● **Referring expression pointing data**:
== Segment start ==
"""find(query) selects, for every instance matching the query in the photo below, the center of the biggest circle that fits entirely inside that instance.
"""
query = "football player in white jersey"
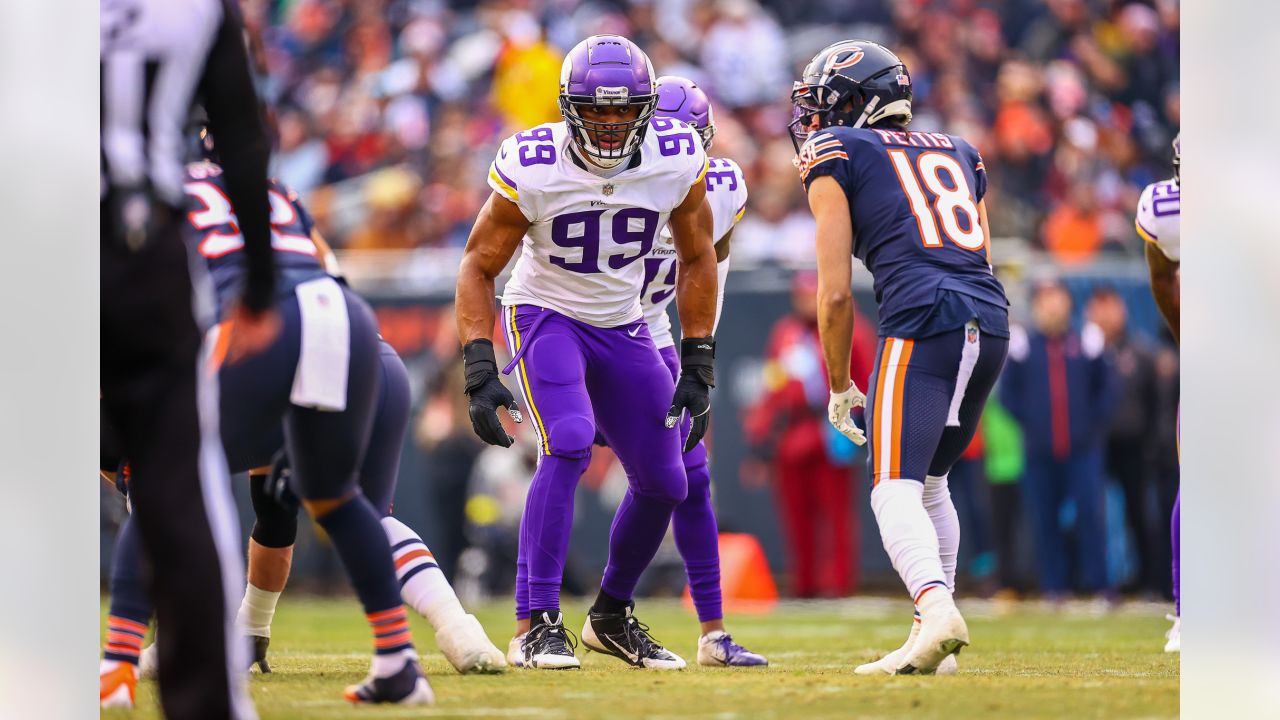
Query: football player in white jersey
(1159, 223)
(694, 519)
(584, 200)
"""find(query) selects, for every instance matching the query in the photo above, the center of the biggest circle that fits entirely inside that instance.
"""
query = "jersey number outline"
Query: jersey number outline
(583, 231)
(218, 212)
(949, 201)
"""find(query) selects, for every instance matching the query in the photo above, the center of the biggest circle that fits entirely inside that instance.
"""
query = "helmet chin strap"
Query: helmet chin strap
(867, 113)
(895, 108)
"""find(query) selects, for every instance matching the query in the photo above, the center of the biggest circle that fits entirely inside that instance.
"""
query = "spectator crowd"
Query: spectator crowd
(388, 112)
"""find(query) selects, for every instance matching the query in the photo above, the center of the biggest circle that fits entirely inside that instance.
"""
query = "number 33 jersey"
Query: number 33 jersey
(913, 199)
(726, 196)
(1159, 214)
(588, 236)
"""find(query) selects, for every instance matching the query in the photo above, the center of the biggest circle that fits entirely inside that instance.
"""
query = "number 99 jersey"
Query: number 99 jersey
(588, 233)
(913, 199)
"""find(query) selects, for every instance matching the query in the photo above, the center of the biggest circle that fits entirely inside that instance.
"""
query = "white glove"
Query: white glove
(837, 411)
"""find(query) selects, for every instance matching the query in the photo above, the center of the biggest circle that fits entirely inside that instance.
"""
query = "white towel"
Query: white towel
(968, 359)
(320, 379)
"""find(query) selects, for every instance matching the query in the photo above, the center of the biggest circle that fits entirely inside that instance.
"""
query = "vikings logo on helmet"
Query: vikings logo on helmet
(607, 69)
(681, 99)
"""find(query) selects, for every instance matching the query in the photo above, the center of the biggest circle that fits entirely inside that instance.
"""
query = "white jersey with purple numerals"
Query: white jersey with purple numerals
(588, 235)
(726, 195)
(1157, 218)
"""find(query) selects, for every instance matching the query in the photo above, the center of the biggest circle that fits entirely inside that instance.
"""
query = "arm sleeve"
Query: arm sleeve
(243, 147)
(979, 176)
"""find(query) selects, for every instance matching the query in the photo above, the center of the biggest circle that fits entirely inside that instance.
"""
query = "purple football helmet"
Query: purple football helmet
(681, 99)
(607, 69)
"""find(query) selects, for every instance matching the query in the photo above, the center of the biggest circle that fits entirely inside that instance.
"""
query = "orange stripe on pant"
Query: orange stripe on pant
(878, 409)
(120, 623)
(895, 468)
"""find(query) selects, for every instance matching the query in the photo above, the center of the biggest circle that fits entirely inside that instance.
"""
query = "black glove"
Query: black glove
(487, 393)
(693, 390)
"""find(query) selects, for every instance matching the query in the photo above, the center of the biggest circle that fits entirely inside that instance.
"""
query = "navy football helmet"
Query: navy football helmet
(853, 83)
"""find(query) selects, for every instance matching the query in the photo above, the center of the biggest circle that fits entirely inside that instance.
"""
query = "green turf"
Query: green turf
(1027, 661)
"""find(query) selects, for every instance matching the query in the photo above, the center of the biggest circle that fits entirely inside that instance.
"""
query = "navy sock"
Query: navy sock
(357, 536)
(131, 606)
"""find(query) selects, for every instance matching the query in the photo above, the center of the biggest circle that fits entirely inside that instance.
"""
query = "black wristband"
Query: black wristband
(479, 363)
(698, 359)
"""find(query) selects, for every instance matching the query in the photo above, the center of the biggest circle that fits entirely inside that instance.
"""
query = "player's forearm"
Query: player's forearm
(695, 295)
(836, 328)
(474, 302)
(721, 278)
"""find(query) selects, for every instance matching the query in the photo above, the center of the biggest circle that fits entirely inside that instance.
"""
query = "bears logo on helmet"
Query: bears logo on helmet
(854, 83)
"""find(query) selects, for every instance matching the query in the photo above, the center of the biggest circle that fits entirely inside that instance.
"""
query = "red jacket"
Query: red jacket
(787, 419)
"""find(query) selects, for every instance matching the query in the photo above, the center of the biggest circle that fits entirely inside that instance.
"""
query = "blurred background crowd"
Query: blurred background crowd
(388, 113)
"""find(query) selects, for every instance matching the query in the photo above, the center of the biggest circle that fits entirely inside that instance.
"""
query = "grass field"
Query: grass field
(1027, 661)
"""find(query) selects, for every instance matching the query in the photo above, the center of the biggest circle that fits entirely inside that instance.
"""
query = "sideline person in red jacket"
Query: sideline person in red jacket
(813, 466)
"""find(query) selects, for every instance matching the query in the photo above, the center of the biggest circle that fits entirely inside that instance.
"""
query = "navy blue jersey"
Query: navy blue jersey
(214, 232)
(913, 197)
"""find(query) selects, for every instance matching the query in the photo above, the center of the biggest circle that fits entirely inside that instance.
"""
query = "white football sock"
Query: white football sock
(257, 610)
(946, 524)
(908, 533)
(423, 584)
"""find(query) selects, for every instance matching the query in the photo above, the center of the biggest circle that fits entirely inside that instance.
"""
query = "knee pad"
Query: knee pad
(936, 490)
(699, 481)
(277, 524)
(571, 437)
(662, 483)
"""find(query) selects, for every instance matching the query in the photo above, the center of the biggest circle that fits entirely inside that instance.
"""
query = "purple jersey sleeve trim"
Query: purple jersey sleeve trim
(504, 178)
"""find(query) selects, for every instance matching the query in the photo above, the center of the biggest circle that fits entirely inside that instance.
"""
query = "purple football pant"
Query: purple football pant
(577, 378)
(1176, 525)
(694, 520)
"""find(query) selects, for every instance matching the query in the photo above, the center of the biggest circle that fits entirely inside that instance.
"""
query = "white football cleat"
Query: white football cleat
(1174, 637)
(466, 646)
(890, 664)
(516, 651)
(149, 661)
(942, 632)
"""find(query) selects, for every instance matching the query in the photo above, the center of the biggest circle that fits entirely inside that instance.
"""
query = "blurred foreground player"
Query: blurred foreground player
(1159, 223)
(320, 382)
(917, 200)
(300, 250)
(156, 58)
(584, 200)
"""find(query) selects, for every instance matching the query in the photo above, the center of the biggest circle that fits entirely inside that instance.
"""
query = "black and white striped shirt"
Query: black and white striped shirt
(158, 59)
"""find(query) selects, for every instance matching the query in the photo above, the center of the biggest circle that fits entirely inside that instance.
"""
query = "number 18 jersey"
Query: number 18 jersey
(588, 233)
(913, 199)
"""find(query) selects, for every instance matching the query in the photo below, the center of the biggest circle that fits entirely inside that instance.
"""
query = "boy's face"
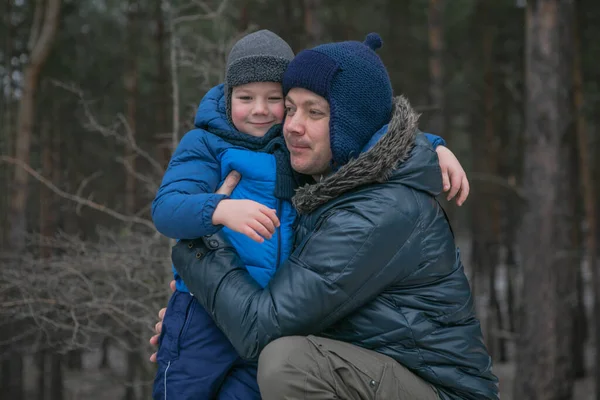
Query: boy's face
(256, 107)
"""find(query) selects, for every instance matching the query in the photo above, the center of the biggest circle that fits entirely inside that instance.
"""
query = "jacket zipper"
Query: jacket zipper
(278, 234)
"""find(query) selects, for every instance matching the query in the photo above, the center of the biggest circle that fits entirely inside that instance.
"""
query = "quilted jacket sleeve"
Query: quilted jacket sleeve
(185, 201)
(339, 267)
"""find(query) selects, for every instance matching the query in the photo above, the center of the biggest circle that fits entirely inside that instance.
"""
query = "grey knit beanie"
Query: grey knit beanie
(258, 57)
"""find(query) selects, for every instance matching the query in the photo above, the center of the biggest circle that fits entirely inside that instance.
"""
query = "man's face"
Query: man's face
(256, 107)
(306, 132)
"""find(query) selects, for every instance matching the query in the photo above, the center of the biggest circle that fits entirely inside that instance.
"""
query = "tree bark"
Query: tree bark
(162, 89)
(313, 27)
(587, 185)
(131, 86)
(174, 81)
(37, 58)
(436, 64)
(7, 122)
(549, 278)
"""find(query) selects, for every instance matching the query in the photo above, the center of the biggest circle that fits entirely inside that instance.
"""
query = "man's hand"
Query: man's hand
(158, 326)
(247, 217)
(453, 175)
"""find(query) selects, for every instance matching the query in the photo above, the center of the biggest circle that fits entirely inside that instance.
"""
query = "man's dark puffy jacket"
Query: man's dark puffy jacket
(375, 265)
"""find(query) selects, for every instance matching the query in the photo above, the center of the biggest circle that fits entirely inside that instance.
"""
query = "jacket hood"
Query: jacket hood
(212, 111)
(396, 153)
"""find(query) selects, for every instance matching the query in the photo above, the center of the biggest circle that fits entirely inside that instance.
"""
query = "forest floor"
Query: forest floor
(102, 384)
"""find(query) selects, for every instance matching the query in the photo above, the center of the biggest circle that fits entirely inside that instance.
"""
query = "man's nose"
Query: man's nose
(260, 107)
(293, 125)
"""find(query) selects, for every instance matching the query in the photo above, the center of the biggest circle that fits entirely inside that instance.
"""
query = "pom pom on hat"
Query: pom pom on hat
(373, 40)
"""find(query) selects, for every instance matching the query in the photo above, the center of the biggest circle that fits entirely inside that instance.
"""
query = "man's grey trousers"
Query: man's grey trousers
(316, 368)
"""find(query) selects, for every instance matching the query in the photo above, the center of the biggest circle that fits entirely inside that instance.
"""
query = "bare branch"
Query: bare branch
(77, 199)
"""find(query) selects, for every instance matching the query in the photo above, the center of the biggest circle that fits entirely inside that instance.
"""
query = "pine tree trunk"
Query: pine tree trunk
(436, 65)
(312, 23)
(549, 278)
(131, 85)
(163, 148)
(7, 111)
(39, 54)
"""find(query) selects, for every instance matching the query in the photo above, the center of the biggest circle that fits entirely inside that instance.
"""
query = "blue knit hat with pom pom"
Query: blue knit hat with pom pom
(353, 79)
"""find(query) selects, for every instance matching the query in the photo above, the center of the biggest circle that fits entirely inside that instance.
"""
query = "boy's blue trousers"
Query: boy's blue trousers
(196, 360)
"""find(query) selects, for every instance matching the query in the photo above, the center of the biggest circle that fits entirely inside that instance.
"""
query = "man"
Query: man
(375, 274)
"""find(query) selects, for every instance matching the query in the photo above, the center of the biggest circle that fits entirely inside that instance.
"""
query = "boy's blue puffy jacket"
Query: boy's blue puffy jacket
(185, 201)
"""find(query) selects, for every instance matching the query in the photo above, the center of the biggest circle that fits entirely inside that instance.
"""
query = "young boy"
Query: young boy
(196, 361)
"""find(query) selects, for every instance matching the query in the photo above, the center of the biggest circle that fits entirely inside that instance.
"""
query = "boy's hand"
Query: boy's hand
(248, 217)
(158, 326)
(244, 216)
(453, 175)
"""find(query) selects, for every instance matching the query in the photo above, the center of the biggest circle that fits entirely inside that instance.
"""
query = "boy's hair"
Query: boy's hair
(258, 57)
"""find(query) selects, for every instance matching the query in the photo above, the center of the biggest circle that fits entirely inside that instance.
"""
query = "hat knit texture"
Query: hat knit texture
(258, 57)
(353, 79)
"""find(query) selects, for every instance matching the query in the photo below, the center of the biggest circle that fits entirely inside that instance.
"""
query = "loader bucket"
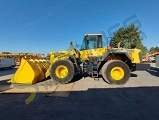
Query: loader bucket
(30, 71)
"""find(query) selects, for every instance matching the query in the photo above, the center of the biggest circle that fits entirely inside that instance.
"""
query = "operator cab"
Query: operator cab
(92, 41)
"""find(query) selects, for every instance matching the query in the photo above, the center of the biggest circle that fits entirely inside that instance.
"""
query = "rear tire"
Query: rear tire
== Segment end ==
● **Exercise instructions**: Write out the lines that run from the line containing "Query: boy's hair" to the end of the entries, inclusive, exactly as written. Skip every picture.

● **Result of this task**:
Query: boy's hair
(258, 57)
"""find(query) selects, for every instance matching the query in the photo above, the center of the biggest circle that fits entirely inside that instance.
"""
query = "hat knit texture"
Query: hat knit texture
(258, 57)
(353, 79)
"""find(query) selects, for every instance matching the query in the photo below, the center of the biggest circle that fits entirely inside that instance.
"""
query = "loader bucket"
Query: loader bucket
(30, 71)
"""find(query) selects, for every instance matching the query in the photo above, the center of the biggest circle that fits entirely inside that instance.
"""
query = "operator cab"
Query: operator cab
(92, 41)
"""find(query) selects, for every instance matching the query in the photo above, the center of the biggest circle that fits entirely inside that instance.
"""
query = "rear tire"
Query: rear tire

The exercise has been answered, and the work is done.